#### DOCUMENT PASSAGE

"""

Poor G. P. R. James, who spent many years here, could have scarce caught a novel from such a place, spite of great oysters, famous wild fowl, and the lauded poultry and vegetables which are produced in the surrounding districts. There is not a hill for the traveler to ascend towards the close of a summer’s day, nor a moated castle for a thousand miles around. An execrable, tooth-cracking drive ended at last in front of the Atlantic Hotel, where I was doomed to take up my quarters. It is a dilapidated, uncleanly place, with tobacco-stained floor, full of flies and strong odors. The waiters were all slaves: untidy, slip-shod, and careless creatures. I was shut up in a small room, with the usual notice on the door, that the proprietor would not be responsible for anything, and that you were to lock your doors for fear of robbers, and that you must take your meals at certain hours, and other matters of the kind. My umbra went over to Gosport to take some sketches, he said; and after a poor meal, in a long room filled with “citizens,” all of them discussing Sumter, I went out into the street.

The people, I observe, are of a new and marked type, —very tall, loosely yet powerfully made, with dark complexions, strongly-marked features, prominent noses, large angular mouths in square jaws, deep-seated bright eyes, low, narrow foreheads,—and are all of them much given to ruminate tobacco. The bells of the churches were tolling, and I turned into one; but the heat, great enough outside, soon became nearly intolerable; nor was it rendered more bearable by my proximity to some blacks, who were, I presume, servants or slaves of the great people in the forward pews. The clergyman or minister had got to the Psalms, when a bustle arose near the door which attracted his attention, and caused all to turn round. Several persons were standing up and whispering, whilst others were stealing on tiptoe out of the church. The influence extended itself gradually and all the men near the doors were leaving rapidly. The minister, obviously interested, continued to read, raising his eyes towards the door. At last the persons near him rose up and walked boldly forth, and I at length followed the example, and getting into the street, saw men running towards the hotel. “What is it?” exclaimed I to one. “Come along, the telegraph’s in at the Day Book. The Yankees are whipped!” and so continued. I came at last to a crowd of men, struggling, with their faces toward the wall of a shabby house, increased by fresh arrivals, and diminished by those who, having satisfied their curiosity, came elbowing forth in a state of much excitement, exultation, and perspiration. “It’s all right enough!” “Didn’t I tell you so?” “Bully for Beauregard and the Palmetto State!” I shoved on, and read at last the programme of the cannonade and bombardment, and of the effects upon the fort, on a dirty piece of yellowish paper on the wall. It was a terrible writing. At all the street corners men were discussing the news with every symptom of joy and gratification. Now I confess I could not share in the excitement at all. The act seemed to me the prelude to certain war.

"""

Stored data entries
"""

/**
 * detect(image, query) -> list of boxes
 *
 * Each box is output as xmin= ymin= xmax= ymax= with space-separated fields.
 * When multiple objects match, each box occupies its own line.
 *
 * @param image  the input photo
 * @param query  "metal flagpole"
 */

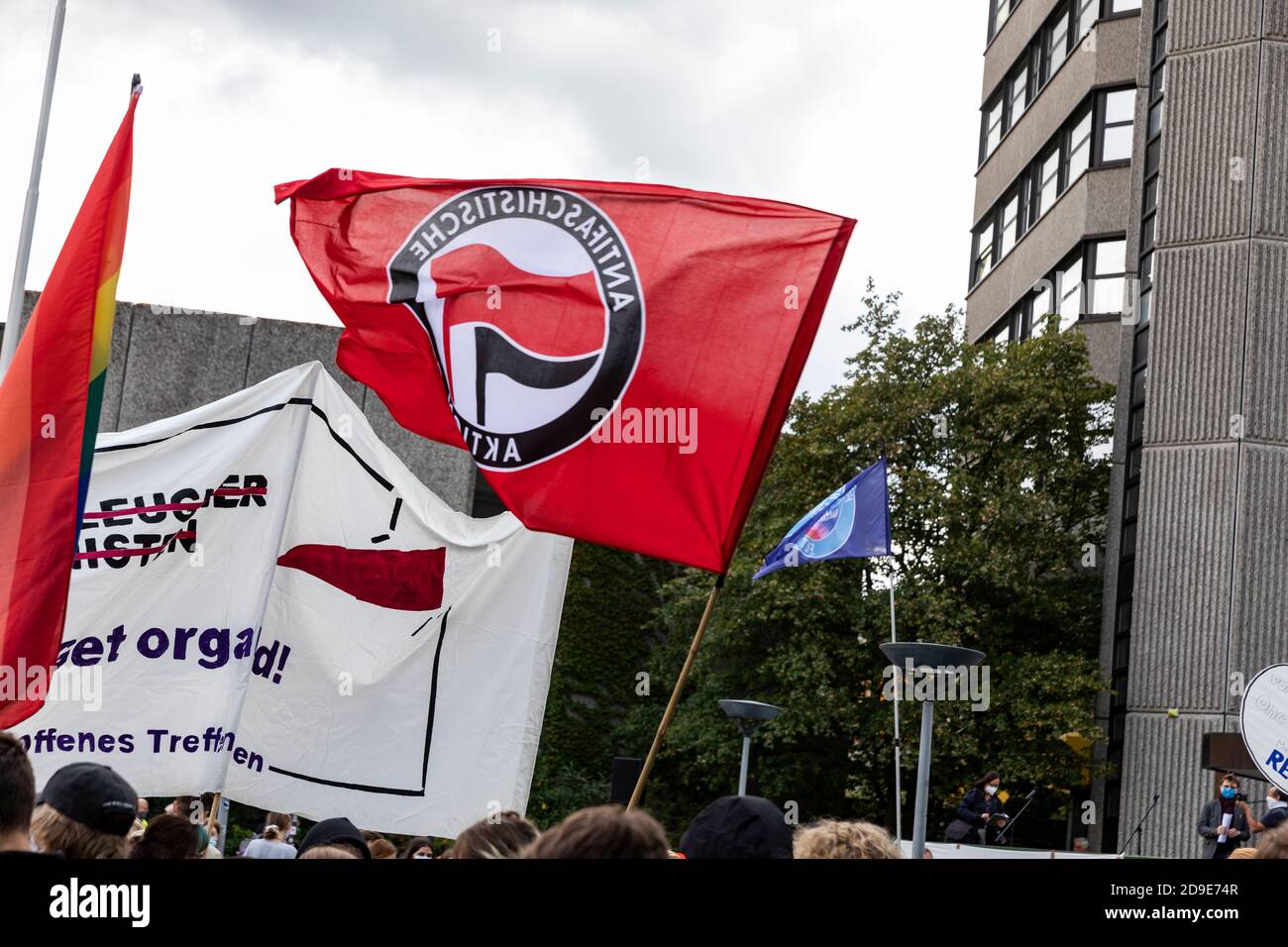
xmin=890 ymin=573 xmax=903 ymax=841
xmin=0 ymin=0 xmax=67 ymax=378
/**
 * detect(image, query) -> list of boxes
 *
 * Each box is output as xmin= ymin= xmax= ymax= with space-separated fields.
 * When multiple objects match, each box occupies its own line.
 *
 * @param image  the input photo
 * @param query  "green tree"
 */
xmin=607 ymin=282 xmax=1113 ymax=837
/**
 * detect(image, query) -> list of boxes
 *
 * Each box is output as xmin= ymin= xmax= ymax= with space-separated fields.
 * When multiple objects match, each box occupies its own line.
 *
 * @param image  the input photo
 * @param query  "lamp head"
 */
xmin=720 ymin=701 xmax=783 ymax=737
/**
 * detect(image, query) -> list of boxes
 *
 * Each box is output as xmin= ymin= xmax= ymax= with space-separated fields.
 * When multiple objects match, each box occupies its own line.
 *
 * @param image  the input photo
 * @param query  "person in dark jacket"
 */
xmin=944 ymin=770 xmax=1006 ymax=845
xmin=1199 ymin=773 xmax=1249 ymax=858
xmin=680 ymin=796 xmax=793 ymax=858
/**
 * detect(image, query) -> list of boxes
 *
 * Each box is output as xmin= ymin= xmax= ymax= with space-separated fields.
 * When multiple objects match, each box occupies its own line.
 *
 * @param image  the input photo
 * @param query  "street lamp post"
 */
xmin=881 ymin=642 xmax=984 ymax=861
xmin=720 ymin=701 xmax=783 ymax=796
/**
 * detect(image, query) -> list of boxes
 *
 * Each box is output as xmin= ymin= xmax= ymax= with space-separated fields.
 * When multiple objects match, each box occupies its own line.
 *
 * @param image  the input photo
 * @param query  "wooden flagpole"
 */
xmin=626 ymin=573 xmax=724 ymax=811
xmin=0 ymin=0 xmax=67 ymax=377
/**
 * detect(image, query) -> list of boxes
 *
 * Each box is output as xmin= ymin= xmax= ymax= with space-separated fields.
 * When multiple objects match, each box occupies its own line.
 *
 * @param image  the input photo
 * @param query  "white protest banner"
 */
xmin=1239 ymin=665 xmax=1288 ymax=792
xmin=14 ymin=364 xmax=572 ymax=837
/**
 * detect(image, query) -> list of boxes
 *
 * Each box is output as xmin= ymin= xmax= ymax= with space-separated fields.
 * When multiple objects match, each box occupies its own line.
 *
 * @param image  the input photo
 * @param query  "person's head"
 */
xmin=454 ymin=810 xmax=540 ymax=858
xmin=522 ymin=805 xmax=667 ymax=858
xmin=130 ymin=813 xmax=198 ymax=858
xmin=1261 ymin=806 xmax=1288 ymax=828
xmin=680 ymin=796 xmax=793 ymax=858
xmin=0 ymin=730 xmax=36 ymax=852
xmin=974 ymin=770 xmax=1002 ymax=795
xmin=31 ymin=763 xmax=138 ymax=858
xmin=403 ymin=836 xmax=434 ymax=858
xmin=793 ymin=819 xmax=902 ymax=858
xmin=164 ymin=796 xmax=205 ymax=824
xmin=1256 ymin=826 xmax=1288 ymax=858
xmin=263 ymin=811 xmax=291 ymax=841
xmin=299 ymin=845 xmax=362 ymax=860
xmin=299 ymin=818 xmax=371 ymax=858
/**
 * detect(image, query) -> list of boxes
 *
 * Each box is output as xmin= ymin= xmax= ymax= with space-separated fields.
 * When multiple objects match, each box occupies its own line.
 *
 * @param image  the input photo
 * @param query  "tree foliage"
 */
xmin=533 ymin=282 xmax=1113 ymax=837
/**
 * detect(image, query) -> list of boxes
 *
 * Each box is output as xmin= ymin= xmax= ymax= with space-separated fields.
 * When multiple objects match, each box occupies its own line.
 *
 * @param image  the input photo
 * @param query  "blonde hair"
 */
xmin=31 ymin=805 xmax=130 ymax=858
xmin=793 ymin=819 xmax=903 ymax=858
xmin=1256 ymin=824 xmax=1288 ymax=858
xmin=300 ymin=845 xmax=362 ymax=858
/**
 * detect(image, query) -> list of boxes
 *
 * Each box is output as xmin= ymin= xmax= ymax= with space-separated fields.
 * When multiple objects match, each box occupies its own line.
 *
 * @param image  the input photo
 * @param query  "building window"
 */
xmin=980 ymin=95 xmax=1006 ymax=162
xmin=1042 ymin=8 xmax=1069 ymax=85
xmin=999 ymin=192 xmax=1020 ymax=259
xmin=1008 ymin=63 xmax=1029 ymax=126
xmin=1033 ymin=149 xmax=1060 ymax=222
xmin=1099 ymin=89 xmax=1136 ymax=163
xmin=1055 ymin=254 xmax=1082 ymax=333
xmin=1069 ymin=0 xmax=1096 ymax=47
xmin=988 ymin=0 xmax=1020 ymax=43
xmin=1087 ymin=239 xmax=1127 ymax=316
xmin=971 ymin=220 xmax=993 ymax=286
xmin=1064 ymin=111 xmax=1091 ymax=187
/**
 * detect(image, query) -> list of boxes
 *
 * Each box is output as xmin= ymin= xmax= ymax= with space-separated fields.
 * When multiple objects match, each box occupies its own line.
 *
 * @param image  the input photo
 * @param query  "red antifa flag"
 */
xmin=277 ymin=168 xmax=854 ymax=573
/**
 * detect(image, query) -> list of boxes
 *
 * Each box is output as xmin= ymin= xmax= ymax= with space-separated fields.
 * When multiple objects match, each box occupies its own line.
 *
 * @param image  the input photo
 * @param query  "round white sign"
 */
xmin=1239 ymin=665 xmax=1288 ymax=792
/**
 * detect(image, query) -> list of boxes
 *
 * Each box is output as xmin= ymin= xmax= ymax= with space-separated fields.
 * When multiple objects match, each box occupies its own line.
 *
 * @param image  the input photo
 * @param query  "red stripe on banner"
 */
xmin=73 ymin=530 xmax=197 ymax=559
xmin=277 ymin=544 xmax=447 ymax=612
xmin=82 ymin=487 xmax=268 ymax=519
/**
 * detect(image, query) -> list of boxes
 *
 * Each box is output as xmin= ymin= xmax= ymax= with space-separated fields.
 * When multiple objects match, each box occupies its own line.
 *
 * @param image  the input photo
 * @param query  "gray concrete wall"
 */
xmin=0 ymin=292 xmax=476 ymax=513
xmin=1115 ymin=0 xmax=1288 ymax=857
xmin=971 ymin=12 xmax=1140 ymax=223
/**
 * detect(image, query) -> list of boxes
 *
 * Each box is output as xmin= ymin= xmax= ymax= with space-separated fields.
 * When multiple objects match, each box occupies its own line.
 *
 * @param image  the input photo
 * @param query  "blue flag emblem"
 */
xmin=752 ymin=458 xmax=890 ymax=579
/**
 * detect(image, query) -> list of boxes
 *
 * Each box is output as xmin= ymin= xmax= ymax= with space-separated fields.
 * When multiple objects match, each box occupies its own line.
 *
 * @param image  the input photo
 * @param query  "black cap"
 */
xmin=302 ymin=818 xmax=371 ymax=858
xmin=680 ymin=796 xmax=793 ymax=858
xmin=40 ymin=763 xmax=139 ymax=835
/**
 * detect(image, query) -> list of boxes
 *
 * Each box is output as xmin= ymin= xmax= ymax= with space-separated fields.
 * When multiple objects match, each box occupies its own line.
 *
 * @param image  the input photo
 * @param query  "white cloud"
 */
xmin=0 ymin=0 xmax=984 ymax=391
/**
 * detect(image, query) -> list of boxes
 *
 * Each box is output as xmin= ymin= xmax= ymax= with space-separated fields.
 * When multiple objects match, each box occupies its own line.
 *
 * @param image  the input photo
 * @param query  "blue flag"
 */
xmin=752 ymin=458 xmax=890 ymax=579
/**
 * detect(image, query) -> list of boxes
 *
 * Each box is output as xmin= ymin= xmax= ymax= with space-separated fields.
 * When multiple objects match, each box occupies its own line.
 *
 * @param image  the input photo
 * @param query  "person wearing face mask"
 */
xmin=1234 ymin=786 xmax=1288 ymax=835
xmin=1199 ymin=773 xmax=1248 ymax=858
xmin=944 ymin=770 xmax=1006 ymax=845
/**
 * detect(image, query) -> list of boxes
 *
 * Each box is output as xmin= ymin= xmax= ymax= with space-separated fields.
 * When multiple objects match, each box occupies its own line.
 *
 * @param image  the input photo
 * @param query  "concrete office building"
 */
xmin=967 ymin=0 xmax=1288 ymax=857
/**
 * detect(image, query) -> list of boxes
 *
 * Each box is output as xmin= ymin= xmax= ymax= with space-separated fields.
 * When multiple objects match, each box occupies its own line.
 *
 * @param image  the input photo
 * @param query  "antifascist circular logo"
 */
xmin=389 ymin=184 xmax=644 ymax=471
xmin=798 ymin=489 xmax=854 ymax=559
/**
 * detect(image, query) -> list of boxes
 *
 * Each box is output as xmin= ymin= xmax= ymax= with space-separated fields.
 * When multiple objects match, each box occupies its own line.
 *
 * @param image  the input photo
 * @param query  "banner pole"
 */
xmin=626 ymin=573 xmax=724 ymax=811
xmin=206 ymin=792 xmax=224 ymax=852
xmin=890 ymin=573 xmax=903 ymax=841
xmin=0 ymin=0 xmax=67 ymax=378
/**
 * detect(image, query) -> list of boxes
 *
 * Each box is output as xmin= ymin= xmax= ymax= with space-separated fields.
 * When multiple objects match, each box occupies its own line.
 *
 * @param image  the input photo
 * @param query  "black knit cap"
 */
xmin=680 ymin=796 xmax=793 ymax=858
xmin=38 ymin=763 xmax=139 ymax=835
xmin=302 ymin=818 xmax=371 ymax=858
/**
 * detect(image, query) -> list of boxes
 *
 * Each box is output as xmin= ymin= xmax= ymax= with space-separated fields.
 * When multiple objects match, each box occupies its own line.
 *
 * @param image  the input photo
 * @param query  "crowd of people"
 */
xmin=0 ymin=732 xmax=899 ymax=860
xmin=0 ymin=732 xmax=1288 ymax=860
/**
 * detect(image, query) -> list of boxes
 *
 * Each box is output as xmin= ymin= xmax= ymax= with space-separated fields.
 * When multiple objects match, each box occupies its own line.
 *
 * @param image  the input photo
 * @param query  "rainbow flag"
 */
xmin=0 ymin=85 xmax=142 ymax=729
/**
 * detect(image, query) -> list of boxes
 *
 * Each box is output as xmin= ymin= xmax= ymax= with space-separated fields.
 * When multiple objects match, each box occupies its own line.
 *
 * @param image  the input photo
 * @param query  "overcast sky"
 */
xmin=0 ymin=0 xmax=986 ymax=393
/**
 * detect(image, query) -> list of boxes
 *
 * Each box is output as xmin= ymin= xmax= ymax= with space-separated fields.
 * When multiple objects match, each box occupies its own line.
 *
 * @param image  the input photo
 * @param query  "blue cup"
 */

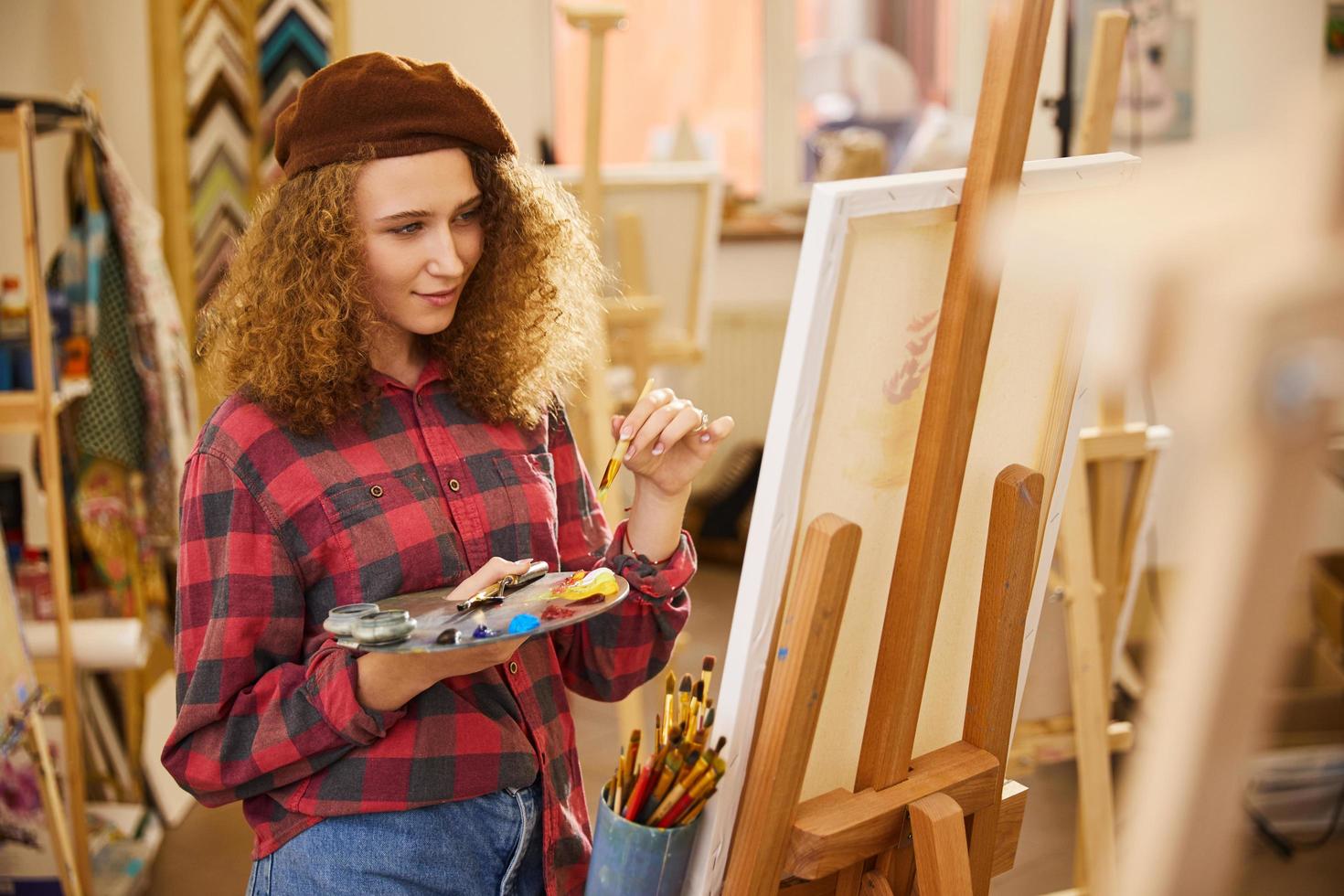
xmin=583 ymin=787 xmax=700 ymax=896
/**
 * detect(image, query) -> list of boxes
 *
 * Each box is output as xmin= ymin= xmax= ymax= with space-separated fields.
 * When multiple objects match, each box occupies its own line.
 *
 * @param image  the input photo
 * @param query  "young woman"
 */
xmin=163 ymin=54 xmax=732 ymax=896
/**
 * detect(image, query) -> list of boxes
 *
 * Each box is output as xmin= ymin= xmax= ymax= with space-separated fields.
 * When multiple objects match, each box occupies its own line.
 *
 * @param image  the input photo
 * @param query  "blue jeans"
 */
xmin=247 ymin=779 xmax=544 ymax=896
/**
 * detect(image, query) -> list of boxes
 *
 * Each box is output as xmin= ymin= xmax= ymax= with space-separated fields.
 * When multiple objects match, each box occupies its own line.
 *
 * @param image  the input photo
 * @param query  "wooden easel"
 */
xmin=561 ymin=4 xmax=661 ymax=510
xmin=0 ymin=102 xmax=92 ymax=893
xmin=724 ymin=0 xmax=1052 ymax=896
xmin=724 ymin=466 xmax=1044 ymax=896
xmin=1013 ymin=9 xmax=1170 ymax=893
xmin=561 ymin=5 xmax=625 ymax=524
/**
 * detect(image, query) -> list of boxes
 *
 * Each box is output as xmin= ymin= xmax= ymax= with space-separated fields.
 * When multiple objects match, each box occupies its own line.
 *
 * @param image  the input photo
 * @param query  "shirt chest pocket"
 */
xmin=321 ymin=473 xmax=465 ymax=603
xmin=491 ymin=454 xmax=560 ymax=570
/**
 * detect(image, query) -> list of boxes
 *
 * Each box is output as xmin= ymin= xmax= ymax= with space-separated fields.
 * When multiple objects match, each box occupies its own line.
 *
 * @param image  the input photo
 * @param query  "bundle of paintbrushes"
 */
xmin=605 ymin=656 xmax=727 ymax=827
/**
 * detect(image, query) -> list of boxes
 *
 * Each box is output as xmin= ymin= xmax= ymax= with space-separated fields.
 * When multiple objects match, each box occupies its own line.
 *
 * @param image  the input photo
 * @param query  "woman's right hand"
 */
xmin=355 ymin=558 xmax=532 ymax=712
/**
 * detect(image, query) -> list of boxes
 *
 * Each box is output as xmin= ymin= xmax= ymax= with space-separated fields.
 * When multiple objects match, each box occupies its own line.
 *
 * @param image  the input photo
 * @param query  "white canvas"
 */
xmin=687 ymin=153 xmax=1137 ymax=893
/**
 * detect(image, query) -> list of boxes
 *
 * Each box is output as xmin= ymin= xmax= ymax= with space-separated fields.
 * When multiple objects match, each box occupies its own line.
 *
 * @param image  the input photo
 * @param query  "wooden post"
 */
xmin=1061 ymin=453 xmax=1115 ymax=896
xmin=561 ymin=5 xmax=625 ymax=525
xmin=723 ymin=513 xmax=861 ymax=896
xmin=837 ymin=0 xmax=1053 ymax=896
xmin=1076 ymin=9 xmax=1129 ymax=155
xmin=910 ymin=795 xmax=973 ymax=896
xmin=961 ymin=464 xmax=1046 ymax=896
xmin=14 ymin=102 xmax=92 ymax=893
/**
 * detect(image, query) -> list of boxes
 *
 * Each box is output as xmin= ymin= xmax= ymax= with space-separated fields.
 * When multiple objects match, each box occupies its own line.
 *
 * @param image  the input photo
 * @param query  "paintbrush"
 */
xmin=687 ymin=681 xmax=704 ymax=741
xmin=612 ymin=752 xmax=625 ymax=814
xmin=621 ymin=756 xmax=655 ymax=821
xmin=656 ymin=764 xmax=720 ymax=827
xmin=695 ymin=707 xmax=714 ymax=744
xmin=640 ymin=750 xmax=681 ymax=825
xmin=597 ymin=376 xmax=653 ymax=501
xmin=625 ymin=728 xmax=641 ymax=793
xmin=663 ymin=669 xmax=676 ymax=741
xmin=648 ymin=752 xmax=711 ymax=825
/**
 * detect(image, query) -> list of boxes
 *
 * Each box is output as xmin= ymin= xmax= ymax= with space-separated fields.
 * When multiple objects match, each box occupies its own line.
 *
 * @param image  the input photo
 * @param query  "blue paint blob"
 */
xmin=508 ymin=613 xmax=541 ymax=634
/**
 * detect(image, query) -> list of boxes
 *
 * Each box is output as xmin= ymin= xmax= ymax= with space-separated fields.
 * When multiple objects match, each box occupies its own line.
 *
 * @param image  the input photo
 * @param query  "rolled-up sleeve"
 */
xmin=549 ymin=409 xmax=696 ymax=701
xmin=163 ymin=454 xmax=403 ymax=806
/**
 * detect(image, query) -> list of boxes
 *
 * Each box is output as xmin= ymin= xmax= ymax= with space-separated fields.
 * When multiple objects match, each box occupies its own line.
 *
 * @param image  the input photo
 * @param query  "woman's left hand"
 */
xmin=612 ymin=389 xmax=735 ymax=497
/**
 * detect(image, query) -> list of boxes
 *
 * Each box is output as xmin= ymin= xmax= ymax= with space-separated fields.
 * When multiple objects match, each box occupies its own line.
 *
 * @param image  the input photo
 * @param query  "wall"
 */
xmin=0 ymin=0 xmax=156 ymax=285
xmin=347 ymin=0 xmax=552 ymax=158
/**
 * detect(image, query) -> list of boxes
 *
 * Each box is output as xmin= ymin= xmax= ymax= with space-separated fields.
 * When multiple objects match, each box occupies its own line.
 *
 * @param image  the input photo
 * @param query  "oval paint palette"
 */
xmin=336 ymin=570 xmax=630 ymax=653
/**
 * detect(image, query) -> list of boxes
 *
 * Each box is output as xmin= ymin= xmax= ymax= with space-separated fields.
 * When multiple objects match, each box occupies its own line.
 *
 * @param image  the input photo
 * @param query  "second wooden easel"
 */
xmin=724 ymin=0 xmax=1052 ymax=896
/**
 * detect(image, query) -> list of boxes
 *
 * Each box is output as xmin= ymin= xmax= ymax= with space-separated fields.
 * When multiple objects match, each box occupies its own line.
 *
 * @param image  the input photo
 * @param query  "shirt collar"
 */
xmin=369 ymin=357 xmax=445 ymax=392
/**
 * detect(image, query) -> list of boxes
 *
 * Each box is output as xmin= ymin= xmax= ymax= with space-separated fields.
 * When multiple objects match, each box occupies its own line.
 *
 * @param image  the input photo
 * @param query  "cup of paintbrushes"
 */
xmin=583 ymin=770 xmax=700 ymax=896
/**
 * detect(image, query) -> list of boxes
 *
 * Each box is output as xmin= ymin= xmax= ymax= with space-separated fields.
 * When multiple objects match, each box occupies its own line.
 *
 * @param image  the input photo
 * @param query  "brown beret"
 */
xmin=275 ymin=52 xmax=517 ymax=177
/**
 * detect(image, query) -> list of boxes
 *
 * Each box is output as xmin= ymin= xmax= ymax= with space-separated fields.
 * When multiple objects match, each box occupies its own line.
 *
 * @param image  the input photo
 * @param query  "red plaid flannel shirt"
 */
xmin=163 ymin=366 xmax=695 ymax=893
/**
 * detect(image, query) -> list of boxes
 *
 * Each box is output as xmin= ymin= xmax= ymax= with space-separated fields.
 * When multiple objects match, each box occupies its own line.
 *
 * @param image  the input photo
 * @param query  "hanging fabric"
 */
xmin=89 ymin=101 xmax=197 ymax=552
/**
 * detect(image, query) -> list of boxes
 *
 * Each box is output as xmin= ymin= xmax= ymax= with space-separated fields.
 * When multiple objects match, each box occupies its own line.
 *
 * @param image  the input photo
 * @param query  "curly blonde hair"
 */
xmin=197 ymin=148 xmax=610 ymax=434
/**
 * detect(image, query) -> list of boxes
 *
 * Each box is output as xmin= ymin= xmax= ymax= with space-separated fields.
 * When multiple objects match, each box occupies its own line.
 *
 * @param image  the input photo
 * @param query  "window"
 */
xmin=551 ymin=0 xmax=952 ymax=203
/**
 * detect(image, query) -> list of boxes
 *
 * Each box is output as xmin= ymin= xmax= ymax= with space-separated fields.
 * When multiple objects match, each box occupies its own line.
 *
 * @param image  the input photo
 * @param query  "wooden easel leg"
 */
xmin=1061 ymin=458 xmax=1115 ymax=896
xmin=859 ymin=870 xmax=894 ymax=896
xmin=28 ymin=709 xmax=83 ymax=896
xmin=910 ymin=794 xmax=972 ymax=896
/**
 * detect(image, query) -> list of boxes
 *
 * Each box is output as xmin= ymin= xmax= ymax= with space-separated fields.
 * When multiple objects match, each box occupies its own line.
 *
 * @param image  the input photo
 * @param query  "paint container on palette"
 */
xmin=583 ymin=787 xmax=700 ymax=896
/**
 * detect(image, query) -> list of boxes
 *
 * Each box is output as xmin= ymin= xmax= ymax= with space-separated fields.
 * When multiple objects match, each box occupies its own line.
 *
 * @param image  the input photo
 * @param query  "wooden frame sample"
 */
xmin=691 ymin=153 xmax=1137 ymax=892
xmin=149 ymin=0 xmax=349 ymax=412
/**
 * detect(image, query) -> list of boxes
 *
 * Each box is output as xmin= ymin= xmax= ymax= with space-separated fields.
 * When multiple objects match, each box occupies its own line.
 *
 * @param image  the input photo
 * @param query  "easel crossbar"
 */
xmin=784 ymin=741 xmax=1001 ymax=880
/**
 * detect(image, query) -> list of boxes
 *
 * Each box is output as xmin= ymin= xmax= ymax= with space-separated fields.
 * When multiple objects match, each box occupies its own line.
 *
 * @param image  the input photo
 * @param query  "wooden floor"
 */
xmin=149 ymin=567 xmax=1344 ymax=896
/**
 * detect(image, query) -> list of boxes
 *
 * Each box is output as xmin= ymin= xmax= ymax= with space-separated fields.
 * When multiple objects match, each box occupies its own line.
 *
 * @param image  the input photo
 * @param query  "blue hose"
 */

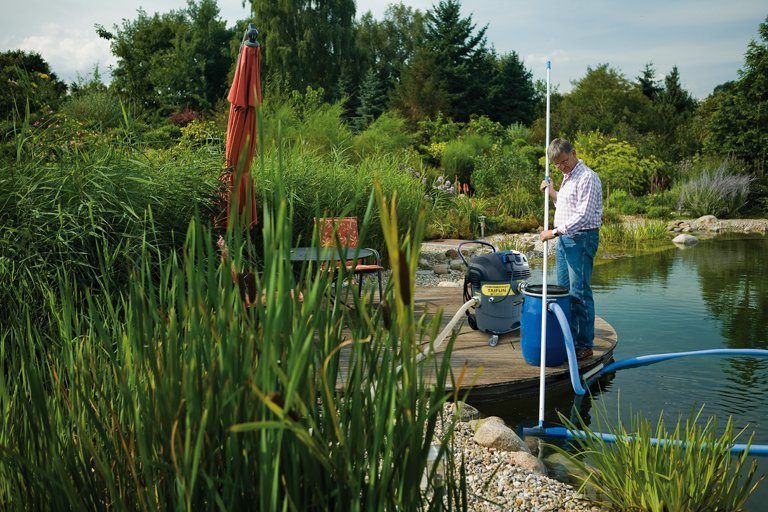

"""

#### PROBLEM A
How would you translate this sentence from the account of the Sumter news into French: "At all the street corners men were discussing the news with every symptom of joy and gratification."?
#### PROBLEM B
Could you write the next part of the account of the Sumter news, starting after its final sentence?

#### EXPECTED ANSWER A
À tous les coins de rue, des hommes discutaient la nouvelle avec tous les signes de la joie et de la satisfaction.

#### EXPECTED ANSWER B
I walked up the main street, and turned up some of the alleys to have a look at the town, coming out on patches of water and bridges over the creeks, or sandy lanes shaded by trees, and lined here and there by pretty wooden villas, painted in bright colors. Everywhere negroes, male and female, gaudily dressed or in rags; the door-steps of the narrow lanes swarming with infant niggerdom — big-stomached, curve-legged, ruggedheaded, and happy—tumbling about dim-eyed toothless hags, or thick-lipped mothers. Not a word were they talking about Sumter. “Any news to-day?” said I to a respectable-looking negro in a blue coat and brass buttons, wonderful hat, and vest of amber silk, check trowsers, and very broken-down shoes. “Well, sare, I tink nothin’ much occur. Der hem a fire at Squire Nichol’s house last night; leastway so I hear, sare.” Squire, let me say parenthetically, is used to designate justices of the peace. Was it a very stupid poco-curante, or a very cunning, subtle Sambo?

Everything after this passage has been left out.